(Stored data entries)
- - -
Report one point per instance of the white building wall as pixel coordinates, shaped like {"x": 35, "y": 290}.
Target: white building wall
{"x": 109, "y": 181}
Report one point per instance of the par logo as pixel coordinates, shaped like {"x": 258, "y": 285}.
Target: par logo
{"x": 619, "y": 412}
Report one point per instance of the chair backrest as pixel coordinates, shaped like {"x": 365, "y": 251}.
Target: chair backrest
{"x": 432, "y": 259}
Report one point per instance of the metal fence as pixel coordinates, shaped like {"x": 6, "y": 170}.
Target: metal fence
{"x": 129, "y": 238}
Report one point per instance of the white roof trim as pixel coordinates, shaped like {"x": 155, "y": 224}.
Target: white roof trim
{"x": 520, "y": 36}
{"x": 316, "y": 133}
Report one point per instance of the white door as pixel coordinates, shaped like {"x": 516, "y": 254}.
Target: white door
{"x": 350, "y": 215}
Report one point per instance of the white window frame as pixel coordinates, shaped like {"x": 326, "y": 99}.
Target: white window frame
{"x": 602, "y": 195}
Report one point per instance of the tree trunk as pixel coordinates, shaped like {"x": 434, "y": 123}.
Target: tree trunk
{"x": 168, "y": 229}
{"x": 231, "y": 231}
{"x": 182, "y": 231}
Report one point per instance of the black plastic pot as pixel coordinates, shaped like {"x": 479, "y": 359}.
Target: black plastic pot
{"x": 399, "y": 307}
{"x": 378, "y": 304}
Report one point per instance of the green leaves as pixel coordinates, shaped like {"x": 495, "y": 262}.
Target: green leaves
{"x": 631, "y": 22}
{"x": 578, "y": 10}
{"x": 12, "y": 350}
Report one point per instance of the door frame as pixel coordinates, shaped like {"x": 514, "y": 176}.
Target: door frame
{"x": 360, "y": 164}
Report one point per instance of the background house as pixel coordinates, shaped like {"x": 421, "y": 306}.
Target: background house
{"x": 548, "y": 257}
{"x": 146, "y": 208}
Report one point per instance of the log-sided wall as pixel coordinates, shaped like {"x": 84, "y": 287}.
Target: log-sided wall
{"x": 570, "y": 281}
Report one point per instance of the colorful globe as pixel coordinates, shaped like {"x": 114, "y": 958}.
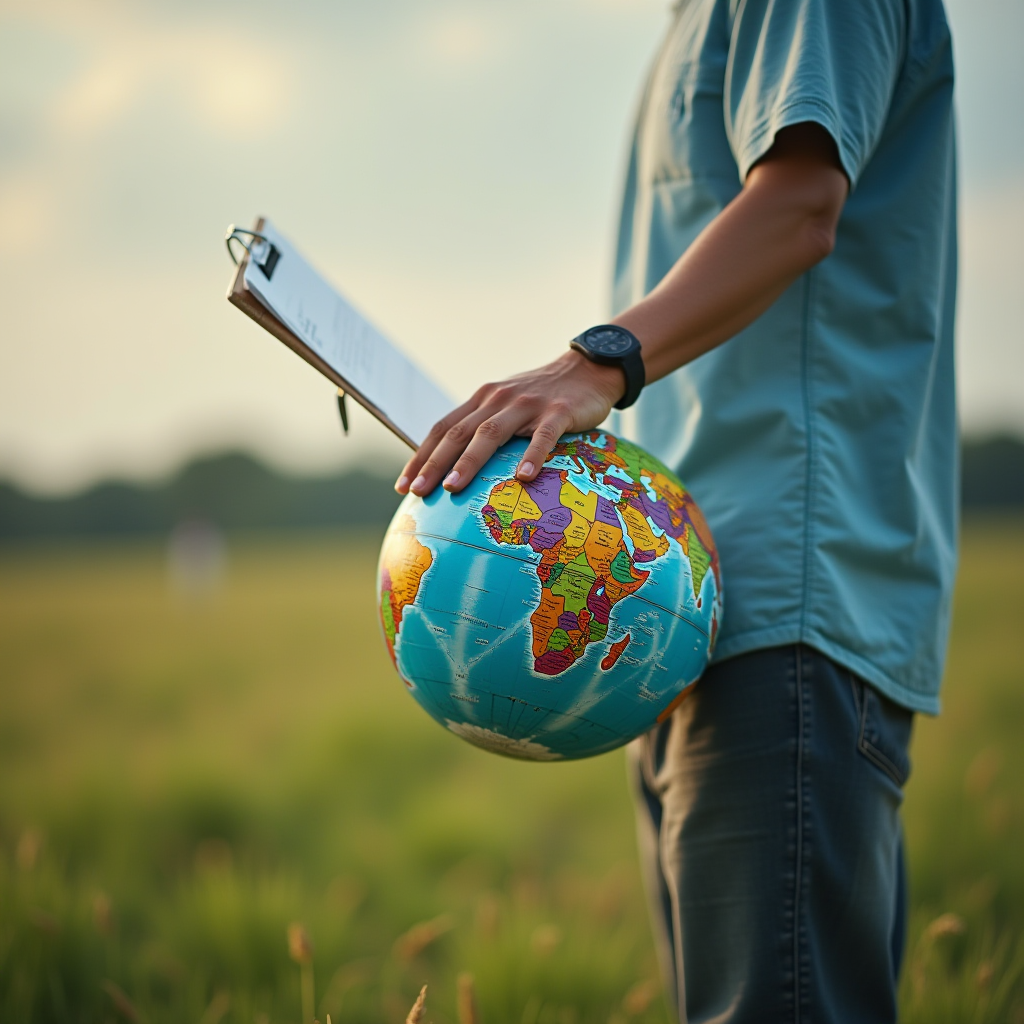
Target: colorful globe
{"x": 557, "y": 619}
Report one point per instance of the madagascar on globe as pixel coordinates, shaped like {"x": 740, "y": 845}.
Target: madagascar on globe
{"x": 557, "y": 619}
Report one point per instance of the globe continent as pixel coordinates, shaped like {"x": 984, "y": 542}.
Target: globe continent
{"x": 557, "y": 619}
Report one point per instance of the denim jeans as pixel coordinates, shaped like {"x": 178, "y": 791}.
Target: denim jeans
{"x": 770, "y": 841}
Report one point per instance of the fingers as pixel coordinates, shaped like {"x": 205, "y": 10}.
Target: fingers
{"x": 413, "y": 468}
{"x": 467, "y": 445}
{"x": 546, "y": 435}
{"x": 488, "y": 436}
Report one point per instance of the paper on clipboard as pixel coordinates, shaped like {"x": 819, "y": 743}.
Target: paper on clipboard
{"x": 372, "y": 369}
- - -
Your objective |
Give back the entries above exactly as they are, from their first line through the line that contains "Report one point per instance of the par", both included, with nothing else.

Answer space |
Report one point per instance of the white building wall as pixel coordinates, shaped like {"x": 35, "y": 290}.
Target: white building wall
{"x": 109, "y": 181}
Report one point per instance of the par logo as pixel coordinates, shaped like {"x": 258, "y": 285}.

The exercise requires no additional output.